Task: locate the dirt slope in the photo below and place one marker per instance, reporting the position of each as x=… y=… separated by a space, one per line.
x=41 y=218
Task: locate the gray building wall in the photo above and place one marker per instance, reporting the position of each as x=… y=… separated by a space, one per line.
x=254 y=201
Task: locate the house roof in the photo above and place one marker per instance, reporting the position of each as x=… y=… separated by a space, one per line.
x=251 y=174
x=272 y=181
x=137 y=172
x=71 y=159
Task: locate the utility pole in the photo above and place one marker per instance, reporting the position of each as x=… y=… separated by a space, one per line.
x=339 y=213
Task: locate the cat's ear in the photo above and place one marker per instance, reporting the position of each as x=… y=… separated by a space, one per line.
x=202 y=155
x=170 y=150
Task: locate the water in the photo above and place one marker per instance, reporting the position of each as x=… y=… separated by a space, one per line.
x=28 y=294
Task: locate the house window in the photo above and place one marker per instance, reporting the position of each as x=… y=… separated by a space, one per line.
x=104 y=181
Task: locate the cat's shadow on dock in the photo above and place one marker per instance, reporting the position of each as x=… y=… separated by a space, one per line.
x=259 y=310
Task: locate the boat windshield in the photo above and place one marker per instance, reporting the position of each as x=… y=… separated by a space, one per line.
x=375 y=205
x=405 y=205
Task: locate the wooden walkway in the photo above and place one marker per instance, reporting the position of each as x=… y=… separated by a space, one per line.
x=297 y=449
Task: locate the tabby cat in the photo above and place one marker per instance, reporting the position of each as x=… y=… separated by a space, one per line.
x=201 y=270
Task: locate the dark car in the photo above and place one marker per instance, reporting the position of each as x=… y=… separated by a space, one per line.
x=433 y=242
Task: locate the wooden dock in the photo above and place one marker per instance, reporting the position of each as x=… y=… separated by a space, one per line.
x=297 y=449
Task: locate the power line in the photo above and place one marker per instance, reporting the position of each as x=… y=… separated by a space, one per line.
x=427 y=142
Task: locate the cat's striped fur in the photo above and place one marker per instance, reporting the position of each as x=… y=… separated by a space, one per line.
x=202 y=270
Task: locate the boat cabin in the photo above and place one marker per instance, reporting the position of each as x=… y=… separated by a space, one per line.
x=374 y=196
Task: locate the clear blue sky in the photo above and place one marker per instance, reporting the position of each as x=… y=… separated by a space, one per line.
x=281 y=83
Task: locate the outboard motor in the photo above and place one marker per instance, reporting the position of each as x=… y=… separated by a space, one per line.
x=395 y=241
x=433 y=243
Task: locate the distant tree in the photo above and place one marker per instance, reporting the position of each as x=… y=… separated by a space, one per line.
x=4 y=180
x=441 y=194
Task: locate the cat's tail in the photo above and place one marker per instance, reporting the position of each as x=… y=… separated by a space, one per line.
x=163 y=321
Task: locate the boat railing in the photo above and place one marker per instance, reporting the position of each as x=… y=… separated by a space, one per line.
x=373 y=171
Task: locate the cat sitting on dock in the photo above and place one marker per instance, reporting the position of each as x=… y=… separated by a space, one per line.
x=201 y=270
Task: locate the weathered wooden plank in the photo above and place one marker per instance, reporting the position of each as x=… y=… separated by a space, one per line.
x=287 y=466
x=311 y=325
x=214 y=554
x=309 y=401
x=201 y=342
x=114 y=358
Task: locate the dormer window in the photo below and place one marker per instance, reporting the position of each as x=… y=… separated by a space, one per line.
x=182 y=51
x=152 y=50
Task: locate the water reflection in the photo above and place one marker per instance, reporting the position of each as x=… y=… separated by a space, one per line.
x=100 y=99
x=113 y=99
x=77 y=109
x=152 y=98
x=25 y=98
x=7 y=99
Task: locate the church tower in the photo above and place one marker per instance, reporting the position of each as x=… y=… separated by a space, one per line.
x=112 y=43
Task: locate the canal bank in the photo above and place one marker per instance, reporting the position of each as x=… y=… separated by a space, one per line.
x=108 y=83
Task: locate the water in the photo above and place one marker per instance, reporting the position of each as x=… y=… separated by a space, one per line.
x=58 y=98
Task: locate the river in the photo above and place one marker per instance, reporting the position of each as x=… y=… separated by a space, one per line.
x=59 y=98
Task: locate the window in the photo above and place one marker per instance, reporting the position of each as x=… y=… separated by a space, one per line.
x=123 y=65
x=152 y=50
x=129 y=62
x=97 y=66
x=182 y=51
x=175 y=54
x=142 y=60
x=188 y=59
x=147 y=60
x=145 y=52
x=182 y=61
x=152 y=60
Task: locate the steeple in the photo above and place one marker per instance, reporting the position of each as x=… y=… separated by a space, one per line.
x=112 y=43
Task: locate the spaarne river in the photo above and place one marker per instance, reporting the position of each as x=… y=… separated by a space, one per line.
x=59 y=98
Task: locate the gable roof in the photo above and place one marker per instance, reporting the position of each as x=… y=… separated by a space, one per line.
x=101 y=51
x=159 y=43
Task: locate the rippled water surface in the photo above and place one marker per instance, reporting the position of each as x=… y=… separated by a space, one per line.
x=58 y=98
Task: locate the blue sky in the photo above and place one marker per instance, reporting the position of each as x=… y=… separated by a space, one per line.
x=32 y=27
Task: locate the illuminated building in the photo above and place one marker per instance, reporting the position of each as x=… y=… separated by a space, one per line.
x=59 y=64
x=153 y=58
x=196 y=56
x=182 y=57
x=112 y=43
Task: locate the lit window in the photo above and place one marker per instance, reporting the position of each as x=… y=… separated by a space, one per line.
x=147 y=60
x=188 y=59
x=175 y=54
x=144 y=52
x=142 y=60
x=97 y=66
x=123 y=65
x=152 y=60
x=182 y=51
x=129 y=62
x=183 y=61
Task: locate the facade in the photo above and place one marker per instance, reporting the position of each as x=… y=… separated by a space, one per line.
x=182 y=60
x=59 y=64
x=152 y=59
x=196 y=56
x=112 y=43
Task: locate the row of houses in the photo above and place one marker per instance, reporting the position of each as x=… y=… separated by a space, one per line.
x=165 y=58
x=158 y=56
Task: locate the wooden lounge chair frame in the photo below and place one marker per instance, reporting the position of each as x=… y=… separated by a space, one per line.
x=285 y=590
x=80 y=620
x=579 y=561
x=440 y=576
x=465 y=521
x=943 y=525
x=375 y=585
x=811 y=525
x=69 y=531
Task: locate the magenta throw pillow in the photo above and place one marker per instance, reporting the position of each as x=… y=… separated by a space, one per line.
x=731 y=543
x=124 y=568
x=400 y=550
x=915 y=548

Your assignment
Copy every line of the material exactly, keeping all of it.

Written solution
Task: locate the dirt slope in the photo below and place one marker per instance, reporting the position of each as x=… y=… separated by a space, one per line.
x=41 y=218
Task: locate the gray building wall in the photo above and place one marker per instance, reporting the position of each as x=… y=… separated by a space, one per line.
x=254 y=201
Task: locate the house roof in the photo above and place one marker per instance, reporting the position of each as x=… y=… separated by a space, one per line.
x=251 y=174
x=272 y=181
x=137 y=172
x=71 y=159
Task: locate the utility pole in the photo above and place one marker per instance, reporting the position of each as x=… y=… separated by a space, one per line.
x=339 y=213
Task: locate the cat's ear in the photo above and place one marker per instance, reporting the position of each as x=… y=… separated by a space, one per line.
x=202 y=155
x=170 y=150
Task: locate the water in the photo above and place one marker per instance, reporting the position of each as x=… y=… separated by a space, one per line.
x=28 y=294
Task: locate the house window in the photo above and place one marker per instance, reporting the position of each as x=… y=… separated by a space, one per line.
x=104 y=181
Task: locate the cat's shadow on dock in the photo above and place one marker per instance, reporting the position of each as x=… y=… separated by a space, one per line.
x=259 y=310
Task: locate the boat windshield in the photo above and place one marker per instance, reporting the position of each as x=… y=… separated by a space, one per line.
x=375 y=205
x=405 y=205
Task: locate the wooden walkway in the photo above and place one marker per instance, reporting the position of each as x=… y=… separated by a space, one per line.
x=297 y=449
Task: locate the tabby cat in the photo above and place one marker per instance, reporting the position of each as x=… y=… separated by a space, one per line.
x=201 y=270
Task: locate the dark car in the photo above and place one marker per instance, reporting the position of each as x=… y=… separated by a space, one per line.
x=433 y=242
Task: locate the wooden dock in the photo above and place one marker per instance, reporting the position of each as x=… y=… separated by a space, one per line.
x=297 y=449
Task: locate the power line in the photo above and place one marker per instance, reporting the position of each as x=… y=… separated by a space, one per line.
x=427 y=142
Task: locate the cat's striped fur in the photo above and place one marker per instance, reporting the position of each as x=… y=… separated by a space, one per line.
x=202 y=270
Task: locate the boat cabin in the photo above and place one marker per instance, reporting the position of each as x=… y=… separated by a space, one per line.
x=374 y=196
Task: locate the clear blue sky in the photo above and place one marker per instance, reporting the position of each as x=… y=… separated by a space, one per line.
x=281 y=83
Task: locate the outboard motor in the photo above and place one marker per instance, reporting the position of each as x=… y=… separated by a space, one per line.
x=395 y=241
x=433 y=243
Task: locate the distant tree in the photo above and place one marker per instance, reporting the position of each as x=… y=… separated by a space, one per line.
x=4 y=180
x=441 y=194
Task: locate the cat's tail in the photo above and place one marker per instance, reporting the position of each as x=… y=… separated by a space, one per line.
x=163 y=321
Task: locate the boat railing in the photo above and place one marker per instance, reporting the position of each as x=… y=… separated by a space, one per line.
x=373 y=171
Task: locate the cat sitting on dock in the photo above and place one marker per instance, reporting the position of each as x=… y=… separated by a space, one per line.
x=201 y=270
Task: locate the weathered wooden plank in the photo above and place one marker per instance, reporting the position of each as x=… y=… separated by a space, one per line.
x=287 y=466
x=311 y=325
x=214 y=554
x=309 y=401
x=201 y=342
x=114 y=358
Task: locate the dormer window in the photo below and place one marker per instance, reporting the position of each as x=… y=… separated by a space, one per line.
x=182 y=51
x=152 y=50
Task: locate the water reflection in the photo above and place one marker per instance, reporting the position of each as x=… y=… separated by a space, one per line.
x=100 y=99
x=113 y=99
x=77 y=109
x=152 y=98
x=25 y=98
x=7 y=99
Task: locate the church tower in the photo above and place one marker per instance, reporting the position of each as x=… y=… separated by a space, one per line.
x=112 y=43
Task: locate the canal bank in the photo above and place one marker per instance, reporting the position of each as x=… y=… separated by a space, one per line.
x=108 y=83
Task: locate the water in the photo above and place one marker per instance, reporting the position of each as x=… y=… separated by a space, one per line.
x=58 y=98
Task: locate the river in the photo above and place one marker per instance, reporting the position of each as x=… y=… separated by a space, one per line.
x=59 y=98
Task: locate the window in the photo above and place one marker per instance, reporting the position of each as x=… y=… separated by a space, one per line.
x=123 y=65
x=152 y=50
x=129 y=62
x=97 y=66
x=182 y=51
x=175 y=54
x=142 y=60
x=188 y=59
x=147 y=60
x=145 y=52
x=182 y=61
x=152 y=60
Task: locate the steeple in the photo above and place one marker per instance, reporting the position of each as x=… y=… separated by a space, one per line.
x=112 y=43
Task: locate the spaarne river in the photo above and place one marker per instance, reporting the position of each as x=… y=… separated by a space, one per line.
x=59 y=98
Task: locate the gable roof in the photo above and place one marker per instance, reporting the position of each as x=… y=… separated by a space, one per line.
x=101 y=51
x=159 y=43
Task: locate the rippled water surface in the photo above and place one marker per instance, reporting the position of each as x=… y=… separated by a space, one per line.
x=58 y=98
Task: locate the blue sky in the photo above and place one marker per instance, reporting the position of each as x=… y=… separated by a space, one per line.
x=32 y=27
Task: locate the illuminated building in the photo above and place one marker per instance, reporting the position of each as x=… y=… separated by a space, one per line.
x=59 y=64
x=153 y=58
x=196 y=56
x=182 y=57
x=112 y=43
Task: locate the lit window in the photo above and place one marker per instance, reporting the position of each as x=… y=… separated by a space, one per line.
x=147 y=60
x=188 y=59
x=175 y=54
x=144 y=52
x=142 y=60
x=97 y=66
x=123 y=65
x=152 y=60
x=182 y=51
x=129 y=62
x=183 y=61
Task: locate the facade in the photo above and place one marker per instance, reporting the position of each as x=… y=… separated by a space, one per line.
x=182 y=60
x=59 y=64
x=152 y=59
x=196 y=56
x=112 y=43
Task: locate the row of houses in the photo above and place one marker per instance, reporting the position of each as x=… y=… separated by a space, one per line.
x=165 y=58
x=158 y=56
Task: locate the wooden lounge chair frame in the photo below and place one marker per instance, reporting the position of each as x=… y=… separated by a space, one per line.
x=285 y=590
x=80 y=620
x=579 y=561
x=440 y=576
x=465 y=521
x=943 y=525
x=375 y=585
x=811 y=525
x=69 y=531
Task: locate the magenta throw pillow in the photo above and place one marker per instance, reporting the position of each as x=… y=… separated by a space, one per line.
x=731 y=543
x=124 y=568
x=400 y=550
x=915 y=548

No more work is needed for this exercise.